■ **Work required**
Pull out of the data below the stretch of lines bounded by the one containing "[pin] man's nose" and the one containing "[pin] man's beard", both bounds included, unchanged.

Stored data entries
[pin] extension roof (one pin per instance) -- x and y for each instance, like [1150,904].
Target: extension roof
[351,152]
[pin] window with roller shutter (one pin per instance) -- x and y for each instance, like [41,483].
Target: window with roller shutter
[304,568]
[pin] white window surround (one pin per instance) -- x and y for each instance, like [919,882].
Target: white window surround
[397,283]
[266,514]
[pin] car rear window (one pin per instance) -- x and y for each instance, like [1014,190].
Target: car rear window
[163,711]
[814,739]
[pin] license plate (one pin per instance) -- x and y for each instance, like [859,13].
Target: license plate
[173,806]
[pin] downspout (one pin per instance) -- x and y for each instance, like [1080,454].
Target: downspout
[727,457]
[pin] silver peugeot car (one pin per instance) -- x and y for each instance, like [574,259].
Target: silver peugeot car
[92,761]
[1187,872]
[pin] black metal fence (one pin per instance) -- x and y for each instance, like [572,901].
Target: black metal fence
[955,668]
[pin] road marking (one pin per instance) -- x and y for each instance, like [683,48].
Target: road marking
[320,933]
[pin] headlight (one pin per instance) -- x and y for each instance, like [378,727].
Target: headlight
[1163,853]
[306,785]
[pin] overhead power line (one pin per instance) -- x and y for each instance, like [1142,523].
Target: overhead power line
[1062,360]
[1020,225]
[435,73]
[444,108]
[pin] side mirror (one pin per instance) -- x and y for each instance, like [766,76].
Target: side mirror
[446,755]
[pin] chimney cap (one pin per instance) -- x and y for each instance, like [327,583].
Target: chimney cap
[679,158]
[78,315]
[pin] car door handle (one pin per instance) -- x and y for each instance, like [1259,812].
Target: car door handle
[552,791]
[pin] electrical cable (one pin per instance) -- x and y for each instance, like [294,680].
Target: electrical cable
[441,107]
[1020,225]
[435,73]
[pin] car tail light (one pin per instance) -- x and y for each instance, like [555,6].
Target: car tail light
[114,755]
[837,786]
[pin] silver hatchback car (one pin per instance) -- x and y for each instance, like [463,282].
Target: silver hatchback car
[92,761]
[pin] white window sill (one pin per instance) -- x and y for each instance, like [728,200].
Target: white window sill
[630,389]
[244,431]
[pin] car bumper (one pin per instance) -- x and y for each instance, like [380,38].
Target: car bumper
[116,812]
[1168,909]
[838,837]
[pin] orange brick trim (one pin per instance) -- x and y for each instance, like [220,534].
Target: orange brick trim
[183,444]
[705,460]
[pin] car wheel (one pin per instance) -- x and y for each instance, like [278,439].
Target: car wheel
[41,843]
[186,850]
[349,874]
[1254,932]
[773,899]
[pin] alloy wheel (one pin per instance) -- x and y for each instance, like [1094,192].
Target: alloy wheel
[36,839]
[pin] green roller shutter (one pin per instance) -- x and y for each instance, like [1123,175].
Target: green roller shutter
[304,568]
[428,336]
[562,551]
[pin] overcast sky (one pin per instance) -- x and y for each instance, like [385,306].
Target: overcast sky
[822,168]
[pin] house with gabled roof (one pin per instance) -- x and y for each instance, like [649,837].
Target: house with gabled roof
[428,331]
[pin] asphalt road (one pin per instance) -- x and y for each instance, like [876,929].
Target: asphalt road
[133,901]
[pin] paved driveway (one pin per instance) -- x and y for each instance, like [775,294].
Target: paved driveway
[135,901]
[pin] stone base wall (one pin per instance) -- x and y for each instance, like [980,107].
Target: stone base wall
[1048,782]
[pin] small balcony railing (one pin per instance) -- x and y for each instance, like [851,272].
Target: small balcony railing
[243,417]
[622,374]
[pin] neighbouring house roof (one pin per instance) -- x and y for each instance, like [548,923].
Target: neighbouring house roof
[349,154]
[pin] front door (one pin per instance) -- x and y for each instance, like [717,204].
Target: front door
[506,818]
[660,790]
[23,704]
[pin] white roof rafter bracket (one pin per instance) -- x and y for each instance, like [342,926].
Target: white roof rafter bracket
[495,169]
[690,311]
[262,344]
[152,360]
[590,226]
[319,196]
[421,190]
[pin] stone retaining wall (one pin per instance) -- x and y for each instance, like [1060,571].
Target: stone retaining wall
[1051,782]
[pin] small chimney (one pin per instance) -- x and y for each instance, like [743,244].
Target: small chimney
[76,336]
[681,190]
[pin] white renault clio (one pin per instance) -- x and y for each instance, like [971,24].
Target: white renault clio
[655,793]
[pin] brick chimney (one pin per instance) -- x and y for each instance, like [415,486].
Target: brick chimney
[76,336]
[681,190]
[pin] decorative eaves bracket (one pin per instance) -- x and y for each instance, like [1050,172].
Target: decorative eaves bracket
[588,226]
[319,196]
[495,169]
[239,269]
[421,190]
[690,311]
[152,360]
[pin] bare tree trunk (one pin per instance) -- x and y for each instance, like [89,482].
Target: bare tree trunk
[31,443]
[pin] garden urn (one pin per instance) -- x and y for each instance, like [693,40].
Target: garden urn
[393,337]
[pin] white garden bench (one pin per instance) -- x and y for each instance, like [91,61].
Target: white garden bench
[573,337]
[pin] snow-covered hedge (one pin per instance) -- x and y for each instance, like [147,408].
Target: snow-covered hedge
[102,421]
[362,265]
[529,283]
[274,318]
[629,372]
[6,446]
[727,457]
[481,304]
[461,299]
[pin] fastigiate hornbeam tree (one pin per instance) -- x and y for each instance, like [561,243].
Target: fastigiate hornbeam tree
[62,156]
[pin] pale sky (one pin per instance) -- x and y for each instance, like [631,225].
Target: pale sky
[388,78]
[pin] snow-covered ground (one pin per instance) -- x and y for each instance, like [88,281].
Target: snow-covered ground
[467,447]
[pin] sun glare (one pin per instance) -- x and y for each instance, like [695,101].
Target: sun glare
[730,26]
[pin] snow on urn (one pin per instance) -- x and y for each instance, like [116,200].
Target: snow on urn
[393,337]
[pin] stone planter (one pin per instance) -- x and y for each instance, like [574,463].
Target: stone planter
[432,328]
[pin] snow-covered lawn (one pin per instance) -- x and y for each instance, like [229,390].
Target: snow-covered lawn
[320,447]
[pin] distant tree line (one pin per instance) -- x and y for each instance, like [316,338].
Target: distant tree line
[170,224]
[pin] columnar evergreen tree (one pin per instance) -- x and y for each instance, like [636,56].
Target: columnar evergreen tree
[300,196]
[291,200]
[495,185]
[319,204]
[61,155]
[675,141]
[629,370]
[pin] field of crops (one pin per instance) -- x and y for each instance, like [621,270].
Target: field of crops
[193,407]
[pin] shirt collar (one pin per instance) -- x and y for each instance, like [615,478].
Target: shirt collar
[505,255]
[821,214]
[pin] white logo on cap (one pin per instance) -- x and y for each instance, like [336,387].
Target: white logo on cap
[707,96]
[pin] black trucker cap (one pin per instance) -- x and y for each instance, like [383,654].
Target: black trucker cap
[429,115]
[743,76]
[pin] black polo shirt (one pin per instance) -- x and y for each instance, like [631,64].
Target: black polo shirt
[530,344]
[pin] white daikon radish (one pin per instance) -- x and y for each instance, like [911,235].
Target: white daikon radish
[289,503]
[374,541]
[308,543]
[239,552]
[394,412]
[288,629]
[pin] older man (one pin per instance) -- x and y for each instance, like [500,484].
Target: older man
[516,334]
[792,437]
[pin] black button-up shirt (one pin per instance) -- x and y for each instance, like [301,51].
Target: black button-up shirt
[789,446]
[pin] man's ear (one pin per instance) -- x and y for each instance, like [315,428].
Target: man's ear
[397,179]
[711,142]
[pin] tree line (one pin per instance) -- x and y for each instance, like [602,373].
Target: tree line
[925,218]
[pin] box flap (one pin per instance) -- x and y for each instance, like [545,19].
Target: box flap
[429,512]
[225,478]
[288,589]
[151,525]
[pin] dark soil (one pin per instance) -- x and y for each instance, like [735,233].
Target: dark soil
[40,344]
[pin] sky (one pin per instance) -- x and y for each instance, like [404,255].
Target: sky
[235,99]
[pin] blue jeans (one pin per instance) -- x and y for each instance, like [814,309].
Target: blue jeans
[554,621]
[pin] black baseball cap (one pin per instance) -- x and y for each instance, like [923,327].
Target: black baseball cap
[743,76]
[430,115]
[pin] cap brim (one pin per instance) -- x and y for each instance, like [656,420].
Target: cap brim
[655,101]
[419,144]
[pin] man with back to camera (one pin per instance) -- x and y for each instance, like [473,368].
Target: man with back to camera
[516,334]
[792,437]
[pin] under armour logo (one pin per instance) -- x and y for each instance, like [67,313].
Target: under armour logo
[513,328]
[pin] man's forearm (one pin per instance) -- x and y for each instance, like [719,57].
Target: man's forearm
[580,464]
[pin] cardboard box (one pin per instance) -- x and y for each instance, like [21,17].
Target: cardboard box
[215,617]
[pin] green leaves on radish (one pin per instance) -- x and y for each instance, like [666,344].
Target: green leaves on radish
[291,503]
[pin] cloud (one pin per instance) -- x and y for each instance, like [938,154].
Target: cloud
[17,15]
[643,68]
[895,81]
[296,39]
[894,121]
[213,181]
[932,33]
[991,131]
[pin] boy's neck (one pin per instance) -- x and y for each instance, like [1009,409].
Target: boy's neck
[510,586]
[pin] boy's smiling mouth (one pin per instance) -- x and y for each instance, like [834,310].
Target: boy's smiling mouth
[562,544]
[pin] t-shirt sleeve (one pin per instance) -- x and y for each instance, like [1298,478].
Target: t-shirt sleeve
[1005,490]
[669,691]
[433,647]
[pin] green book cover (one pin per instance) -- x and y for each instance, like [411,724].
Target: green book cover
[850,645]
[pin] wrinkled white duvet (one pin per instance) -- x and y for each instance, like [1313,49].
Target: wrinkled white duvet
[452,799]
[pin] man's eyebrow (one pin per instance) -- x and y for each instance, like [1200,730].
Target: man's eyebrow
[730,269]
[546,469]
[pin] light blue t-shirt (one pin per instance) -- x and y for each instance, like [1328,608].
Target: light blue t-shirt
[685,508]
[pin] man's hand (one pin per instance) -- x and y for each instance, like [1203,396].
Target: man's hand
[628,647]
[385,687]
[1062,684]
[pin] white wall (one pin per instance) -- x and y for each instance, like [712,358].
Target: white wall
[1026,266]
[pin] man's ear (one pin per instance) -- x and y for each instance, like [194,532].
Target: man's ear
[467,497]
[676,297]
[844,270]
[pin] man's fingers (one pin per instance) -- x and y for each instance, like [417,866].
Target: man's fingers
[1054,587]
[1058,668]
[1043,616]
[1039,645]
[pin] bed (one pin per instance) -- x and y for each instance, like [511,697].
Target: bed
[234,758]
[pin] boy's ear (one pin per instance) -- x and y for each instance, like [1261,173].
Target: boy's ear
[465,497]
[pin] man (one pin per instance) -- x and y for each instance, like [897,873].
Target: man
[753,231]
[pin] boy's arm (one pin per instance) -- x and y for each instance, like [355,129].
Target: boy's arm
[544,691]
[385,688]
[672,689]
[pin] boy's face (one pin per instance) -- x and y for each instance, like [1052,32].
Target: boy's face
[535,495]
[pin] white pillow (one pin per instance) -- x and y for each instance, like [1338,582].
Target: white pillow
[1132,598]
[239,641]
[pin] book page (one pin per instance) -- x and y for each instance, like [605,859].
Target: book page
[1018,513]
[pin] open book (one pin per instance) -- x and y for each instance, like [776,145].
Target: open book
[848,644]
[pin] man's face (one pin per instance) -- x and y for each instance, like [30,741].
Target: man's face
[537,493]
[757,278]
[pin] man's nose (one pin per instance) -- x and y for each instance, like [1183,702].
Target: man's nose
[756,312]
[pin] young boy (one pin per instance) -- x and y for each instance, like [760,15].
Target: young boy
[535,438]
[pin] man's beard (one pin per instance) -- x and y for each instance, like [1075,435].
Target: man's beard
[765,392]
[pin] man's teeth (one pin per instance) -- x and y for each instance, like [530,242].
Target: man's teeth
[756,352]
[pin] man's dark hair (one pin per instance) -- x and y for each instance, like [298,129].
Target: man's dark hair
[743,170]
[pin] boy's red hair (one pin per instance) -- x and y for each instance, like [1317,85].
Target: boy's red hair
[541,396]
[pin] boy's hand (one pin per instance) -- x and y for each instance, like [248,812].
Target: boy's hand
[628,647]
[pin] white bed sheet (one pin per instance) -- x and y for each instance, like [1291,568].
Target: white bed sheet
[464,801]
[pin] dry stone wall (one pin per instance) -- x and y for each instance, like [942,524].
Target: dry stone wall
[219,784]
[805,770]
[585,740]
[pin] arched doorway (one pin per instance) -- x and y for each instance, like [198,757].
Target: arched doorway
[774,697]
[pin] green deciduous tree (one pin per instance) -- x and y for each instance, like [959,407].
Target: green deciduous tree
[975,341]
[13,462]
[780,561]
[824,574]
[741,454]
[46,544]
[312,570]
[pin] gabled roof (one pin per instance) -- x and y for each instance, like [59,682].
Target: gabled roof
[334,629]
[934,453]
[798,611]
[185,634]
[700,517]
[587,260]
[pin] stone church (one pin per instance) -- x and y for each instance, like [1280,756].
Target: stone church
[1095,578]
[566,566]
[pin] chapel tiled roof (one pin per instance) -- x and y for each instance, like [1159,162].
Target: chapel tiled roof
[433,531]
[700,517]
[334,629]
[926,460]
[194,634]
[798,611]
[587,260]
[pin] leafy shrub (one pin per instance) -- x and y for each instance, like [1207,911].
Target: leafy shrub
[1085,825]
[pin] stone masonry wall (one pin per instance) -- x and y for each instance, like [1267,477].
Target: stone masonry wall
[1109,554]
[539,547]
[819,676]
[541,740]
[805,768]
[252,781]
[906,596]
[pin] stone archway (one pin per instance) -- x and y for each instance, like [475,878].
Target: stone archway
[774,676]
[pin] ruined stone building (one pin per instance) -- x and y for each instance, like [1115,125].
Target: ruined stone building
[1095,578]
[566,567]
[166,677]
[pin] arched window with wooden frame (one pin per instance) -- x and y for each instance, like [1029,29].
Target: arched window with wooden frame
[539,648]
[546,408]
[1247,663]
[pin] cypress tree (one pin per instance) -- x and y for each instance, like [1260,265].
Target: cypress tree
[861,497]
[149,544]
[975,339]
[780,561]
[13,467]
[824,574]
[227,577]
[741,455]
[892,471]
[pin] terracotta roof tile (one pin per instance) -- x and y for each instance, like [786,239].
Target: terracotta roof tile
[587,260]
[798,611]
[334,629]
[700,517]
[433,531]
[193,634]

■ **Answer to this exercise**
[pin] man's nose (one pin per instance) -- x and y for each instance, like [1183,702].
Target: man's nose
[756,312]
[pin] young boy (one pin per instance) -- x and y for each instance, like [760,15].
Target: young boy
[535,438]
[pin] man's beard (one pin per instance) -- x and y for each instance, like [1075,435].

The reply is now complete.